- MATERIAL PROVIDED -
--- start ---
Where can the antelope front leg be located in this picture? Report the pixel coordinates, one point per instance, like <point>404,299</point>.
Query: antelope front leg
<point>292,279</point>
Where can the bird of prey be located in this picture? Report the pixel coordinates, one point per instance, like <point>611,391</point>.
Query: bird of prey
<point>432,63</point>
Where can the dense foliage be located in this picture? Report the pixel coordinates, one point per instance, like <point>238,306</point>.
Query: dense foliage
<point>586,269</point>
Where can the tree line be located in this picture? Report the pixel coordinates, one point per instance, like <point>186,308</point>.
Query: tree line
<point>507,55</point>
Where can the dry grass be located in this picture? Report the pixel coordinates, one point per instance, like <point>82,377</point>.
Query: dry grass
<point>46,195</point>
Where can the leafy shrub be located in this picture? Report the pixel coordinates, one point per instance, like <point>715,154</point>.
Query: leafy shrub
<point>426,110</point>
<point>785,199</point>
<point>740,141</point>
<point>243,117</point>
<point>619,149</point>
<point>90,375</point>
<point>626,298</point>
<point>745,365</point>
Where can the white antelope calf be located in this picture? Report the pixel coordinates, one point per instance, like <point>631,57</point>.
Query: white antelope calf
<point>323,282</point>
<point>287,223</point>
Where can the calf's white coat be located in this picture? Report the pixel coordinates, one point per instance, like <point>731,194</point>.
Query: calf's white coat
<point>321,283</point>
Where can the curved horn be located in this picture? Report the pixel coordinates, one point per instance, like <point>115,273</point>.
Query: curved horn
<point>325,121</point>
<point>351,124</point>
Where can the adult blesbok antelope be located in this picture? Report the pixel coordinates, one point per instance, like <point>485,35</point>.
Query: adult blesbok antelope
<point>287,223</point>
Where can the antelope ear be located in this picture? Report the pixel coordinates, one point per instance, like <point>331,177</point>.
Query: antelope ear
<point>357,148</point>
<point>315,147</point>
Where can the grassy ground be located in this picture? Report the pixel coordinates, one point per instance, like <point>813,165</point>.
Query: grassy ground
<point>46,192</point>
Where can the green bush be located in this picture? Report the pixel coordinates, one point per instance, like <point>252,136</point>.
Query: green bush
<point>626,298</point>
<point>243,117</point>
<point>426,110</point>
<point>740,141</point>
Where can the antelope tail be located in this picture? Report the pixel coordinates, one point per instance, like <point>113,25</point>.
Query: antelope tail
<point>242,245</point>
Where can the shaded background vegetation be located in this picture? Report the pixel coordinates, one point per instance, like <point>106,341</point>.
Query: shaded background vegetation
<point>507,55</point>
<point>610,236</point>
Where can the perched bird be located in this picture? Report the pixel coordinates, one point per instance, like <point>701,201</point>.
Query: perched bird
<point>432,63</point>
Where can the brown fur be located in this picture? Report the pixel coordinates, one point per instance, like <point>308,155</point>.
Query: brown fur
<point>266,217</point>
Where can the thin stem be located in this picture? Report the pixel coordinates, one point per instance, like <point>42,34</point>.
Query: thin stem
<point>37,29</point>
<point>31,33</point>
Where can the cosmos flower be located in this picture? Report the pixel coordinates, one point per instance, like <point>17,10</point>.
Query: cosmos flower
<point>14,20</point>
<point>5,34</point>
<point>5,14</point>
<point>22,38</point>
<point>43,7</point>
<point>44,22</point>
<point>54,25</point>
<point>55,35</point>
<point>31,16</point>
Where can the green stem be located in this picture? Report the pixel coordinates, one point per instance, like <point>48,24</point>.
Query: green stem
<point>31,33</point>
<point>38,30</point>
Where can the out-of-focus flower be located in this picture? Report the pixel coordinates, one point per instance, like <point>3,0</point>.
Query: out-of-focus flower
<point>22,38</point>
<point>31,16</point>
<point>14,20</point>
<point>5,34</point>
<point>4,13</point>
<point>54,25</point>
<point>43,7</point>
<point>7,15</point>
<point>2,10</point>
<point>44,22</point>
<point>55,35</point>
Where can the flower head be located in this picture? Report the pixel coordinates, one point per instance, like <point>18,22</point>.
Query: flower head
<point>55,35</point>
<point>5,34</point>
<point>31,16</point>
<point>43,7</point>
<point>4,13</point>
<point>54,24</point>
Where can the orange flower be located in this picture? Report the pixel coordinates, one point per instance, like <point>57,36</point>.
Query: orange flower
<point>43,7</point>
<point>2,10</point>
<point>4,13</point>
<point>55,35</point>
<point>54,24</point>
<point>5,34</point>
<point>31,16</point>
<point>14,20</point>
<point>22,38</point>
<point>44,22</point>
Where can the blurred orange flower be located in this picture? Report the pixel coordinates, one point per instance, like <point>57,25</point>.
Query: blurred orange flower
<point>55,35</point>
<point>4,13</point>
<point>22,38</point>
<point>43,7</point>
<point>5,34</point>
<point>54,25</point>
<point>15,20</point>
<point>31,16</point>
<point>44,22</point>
--- end ---
- GIVEN PROBLEM -
Convert every line of the records above into a Markdown table with the columns Row and Text. Put a running number in Row and the line in Text, and leave out any blank lines.

- RESPONSE TO THE TASK -
| Row | Text |
|---|---|
| 1 | Where can the antelope front leg be located in this picture? Report the pixel coordinates, one point per instance, like <point>404,299</point>. |
| 2 | Query: antelope front leg |
| 3 | <point>292,279</point> |
| 4 | Where can the bird of prey be located in this picture? Report the pixel coordinates, one point per instance, like <point>611,391</point>. |
| 5 | Query: bird of prey |
| 6 | <point>432,63</point> |
| 7 | Where can the dense foliage be located in this picture? Report the pixel coordinates, one point per instance, like <point>238,306</point>. |
| 8 | Query: dense foliage |
| 9 | <point>586,269</point> |
| 10 | Where can the tree line be located in this picture? Report the pixel coordinates, one point per instance, like <point>186,308</point>. |
| 11 | Query: tree line |
| 12 | <point>507,55</point> |
| 13 | Where can the dry grass be located in this picture? Report the pixel coordinates, one point per instance, like <point>82,377</point>. |
| 14 | Query: dry grass |
| 15 | <point>46,195</point> |
| 16 | Where can the leafy shrub be located in this picture? Report the pixel coordinates, one point per instance, like <point>715,154</point>. |
| 17 | Query: leafy shrub |
| 18 | <point>426,110</point> |
| 19 | <point>785,199</point> |
| 20 | <point>740,141</point> |
| 21 | <point>243,117</point> |
| 22 | <point>619,149</point> |
| 23 | <point>90,375</point> |
| 24 | <point>626,298</point> |
| 25 | <point>745,365</point> |
| 26 | Where can the white antelope calf be located in this picture? Report the pixel coordinates, one point per instance, like <point>631,57</point>. |
| 27 | Query: white antelope calf |
| 28 | <point>323,282</point> |
| 29 | <point>287,223</point> |
| 30 | Where can the calf's white coat be located in this picture? Report the pixel coordinates, one point per instance, like <point>731,194</point>. |
| 31 | Query: calf's white coat |
| 32 | <point>321,283</point> |
| 33 | Where can the curved horn be located in this picture? Report the pixel coordinates, one point per instance, like <point>115,273</point>. |
| 34 | Query: curved horn |
| 35 | <point>325,121</point> |
| 36 | <point>351,124</point> |
| 37 | Where can the adult blesbok antelope be located in this picture? Report the pixel coordinates, one point per instance, like <point>485,35</point>. |
| 38 | Query: adult blesbok antelope |
| 39 | <point>287,223</point> |
| 40 | Where can the antelope ear be located in this picture? Report the pixel coordinates, one point per instance, like <point>331,177</point>. |
| 41 | Query: antelope ear |
| 42 | <point>357,148</point> |
| 43 | <point>315,147</point> |
| 44 | Where can the grassy ground be located in this picture? Report the pixel coordinates, one point per instance, like <point>813,165</point>. |
| 45 | Query: grassy ground |
| 46 | <point>46,192</point> |
| 47 | Where can the green bush be located in this picture? Report the pixel coordinates, one point per instance, like <point>252,136</point>. |
| 48 | Query: green bush |
| 49 | <point>626,298</point> |
| 50 | <point>243,117</point> |
| 51 | <point>426,110</point> |
| 52 | <point>740,141</point> |
| 53 | Where can the antelope tail be located in this picture? Report the pixel coordinates, one point per instance, like <point>113,25</point>. |
| 54 | Query: antelope tail |
| 55 | <point>242,245</point> |
| 56 | Where can the shaded background vegetation be located in this picture? Report the pixel coordinates, one point per instance, like <point>106,341</point>. |
| 57 | Query: shaded background vegetation |
| 58 | <point>507,55</point> |
| 59 | <point>610,236</point> |
| 60 | Where can the perched bird be located in this picture? Report the pixel coordinates, one point per instance, like <point>701,201</point>. |
| 61 | Query: perched bird |
| 62 | <point>432,63</point> |
| 63 | Where can the brown fur be located in this picture? Report the pixel coordinates, one point per instance, like <point>308,155</point>. |
| 64 | Query: brown fur |
| 65 | <point>266,217</point> |
| 66 | Where can the thin stem be located in this picture? Report the pixel coordinates, one point per instance, like <point>42,34</point>. |
| 67 | Query: thin stem |
| 68 | <point>37,29</point> |
| 69 | <point>31,33</point> |
| 70 | Where can the cosmos flower be located in this picture? Report the pixel coordinates, one point per instance, like <point>17,10</point>. |
| 71 | Query: cosmos flower |
| 72 | <point>14,20</point> |
| 73 | <point>5,34</point> |
| 74 | <point>5,14</point> |
| 75 | <point>22,38</point> |
| 76 | <point>43,7</point> |
| 77 | <point>44,22</point> |
| 78 | <point>54,25</point> |
| 79 | <point>55,35</point> |
| 80 | <point>31,16</point> |
| 81 | Where can the green stem be located in this picture? Report the pixel coordinates, one point per instance, like <point>48,24</point>. |
| 82 | Query: green stem |
| 83 | <point>31,33</point> |
| 84 | <point>38,30</point> |
| 85 | Where can the out-of-focus flower be located in this picture? Report the pixel coordinates, one point per instance, like <point>3,0</point>. |
| 86 | Query: out-of-focus flower |
| 87 | <point>22,38</point> |
| 88 | <point>31,16</point> |
| 89 | <point>14,20</point> |
| 90 | <point>5,34</point> |
| 91 | <point>4,13</point> |
| 92 | <point>54,25</point> |
| 93 | <point>43,7</point> |
| 94 | <point>7,15</point> |
| 95 | <point>2,10</point> |
| 96 | <point>44,22</point> |
| 97 | <point>55,35</point> |
| 98 | Where can the flower head be located in this picture? Report the pixel coordinates, one point per instance, like <point>18,22</point>. |
| 99 | Query: flower head |
| 100 | <point>55,35</point> |
| 101 | <point>5,34</point> |
| 102 | <point>31,16</point> |
| 103 | <point>43,7</point> |
| 104 | <point>4,13</point> |
| 105 | <point>54,24</point> |
| 106 | Where can the orange flower be located in this picture? Report the pixel coordinates, one point per instance, like <point>57,36</point>. |
| 107 | Query: orange flower |
| 108 | <point>43,7</point> |
| 109 | <point>2,10</point> |
| 110 | <point>4,13</point> |
| 111 | <point>55,35</point> |
| 112 | <point>54,24</point> |
| 113 | <point>5,34</point> |
| 114 | <point>31,16</point> |
| 115 | <point>14,20</point> |
| 116 | <point>22,38</point> |
| 117 | <point>44,22</point> |
| 118 | Where can the blurred orange flower be located in this picture? Report the pixel coordinates, one point per instance, like <point>57,25</point>. |
| 119 | Query: blurred orange flower |
| 120 | <point>55,35</point> |
| 121 | <point>4,13</point> |
| 122 | <point>22,38</point> |
| 123 | <point>43,7</point> |
| 124 | <point>5,34</point> |
| 125 | <point>54,25</point> |
| 126 | <point>15,20</point> |
| 127 | <point>31,16</point> |
| 128 | <point>44,22</point> |